== Texto de origem ==
Isabella Ballalai – As mudanças ambientais e climáticas nas últimas três décadas transformaram significativamente o contexto em que as crianças crescem. Na infância do casal de hoje com 35 anos, entre o fim dos anos 1980 e os anos 1990, os cuidados parentais voltavam-se principalmente para doenças infecciosas clássicas da infância, acidentes domésticos, e alimentação. A preocupação com a poluição do ar, as ondas de calor extremas, a escassez hídrica, a qualidade do solo e a frequência de desastres climáticos ainda não era central no cotidiano das famílias.
Em 2025, os pais enfrentam um cenário muito mais desafiador: eventos climáticos extremos são mais frequentes, a qualidade do ar nas grandes cidades é pior, as temperaturas estão mais elevadas por mais tempo, vetores de doenças tropicais se expandiram geograficamente, e há maior exposição a substâncias químicas ambientais. Isso exige novos cuidados com a saúde infantil, como atenção redobrada à hidratação e proteção térmica em dias muito quentes, prevenção de doenças respiratórias associadas à poluição, reforço da vacinação contra doenças agravadas por mudanças climáticas, além de práticas sustentáveis no ambiente doméstico. O cuidado com a saúde das crianças, portanto, hoje vai além do que os pais daquela geração conheciam — envolve também uma vigilância ambiental cotidiana.
#Colabora – Certamente, uma das diferenças entre este casal atual e seus pais era que, 30 anos atrás, o Brasil alcançava mais de 90% de cobertura vacinal para a grande maioria das doenças – principalmente na vacinação de crianças pequenas – e hoje essa cobertura caiu muito. De que forma, essa queda na cobertura vacinal tem influenciado na prevenção de doenças infantis, particularmente nas causas por questões ambientais que se agravaram nestes 30 anos??
A retomada dos altos níveis de cobertura vacinal exige atuação ativa do pediatra: acolher dúvidas com empatia, atualizar-se continuamente, recomendar vacinas com firmeza e base científica, combater a desinformação e se engajar em campanhas públicas.
Isabella Ballalai – A queda da cobertura vacinal no Brasil tem comprometido significativamente a prevenção de doenças infantis (antigas maiores preocupações dos pais nos anos 80/90), especialmente em um contexto ambiental cada vez mais adverso. Há 30 anos, o país alcançava taxas superiores a 95% na maioria das vacinas do calendário infantil, o que assegurava a chamada imunidade coletiva — fundamental para conter surtos e proteger os mais vulneráveis. Hoje, com a combinação de coberturas vacinais mais baixas e agravamento de fatores ambientais, como a expansão de vetores de doenças, aumento da poluição do ar e eventos climáticos extremos, crianças estão mais expostas a doenças infecciosas que antes estavam controladas ou eliminadas, como sarampo, coqueluche e até poliomielite.
#Colabora – Qual a responsabilidade da classe médica nessa queda de cobertura vacinal? Qual o papel da classe médica, particularmente dos pediatras, na retomada daquele patamar de cobertura que o Brasil já exibiu?
Isabella Ballalai – A classe médica, especialmente os pediatras, tem papel essencial tanto na explicação dessa queda quanto na recuperação da confiança da população. A retomada dos altos níveis de cobertura exige atuação ativa do pediatra: acolher dúvidas com empatia, atualizar-se continuamente, recomendar vacinas com firmeza e base científica, combater a desinformação e se engajar em campanhas públicas. O pediatra, por ser figura de referência para famílias, é peça-chave nesse esforço nacional para proteger a saúde das crianças e reconstruir a confiança nas vacinas.

== Linhas fornecidas ==
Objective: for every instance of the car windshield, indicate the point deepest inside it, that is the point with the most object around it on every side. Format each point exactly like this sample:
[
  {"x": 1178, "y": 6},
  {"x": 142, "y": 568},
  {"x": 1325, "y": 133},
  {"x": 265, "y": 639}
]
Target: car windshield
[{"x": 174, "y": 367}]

== O que fazer ==
Responda com base no texto sobre saúde infantil e cobertura vacinal:
1. Segundo o texto, a que se voltavam principalmente os cuidados parentais entre o fim dos anos 1980 e os anos 1990?
2. Que doenças o texto cita como antes controladas ou eliminadas às quais as crianças hoje estão mais expostas?
3. Por que o texto afirma que o pediatra é peça-chave no esforço nacional para proteger a saúde das crianças?
As linhas não têm nenhuma relação com o texto.

== Sua resposta ==
1. A doenças infecciosas clássicas da infância, acidentes domésticos e alimentação.
2. Sarampo, coqueluche e até poliomielite.
3. Por ser figura de referência para as famílias.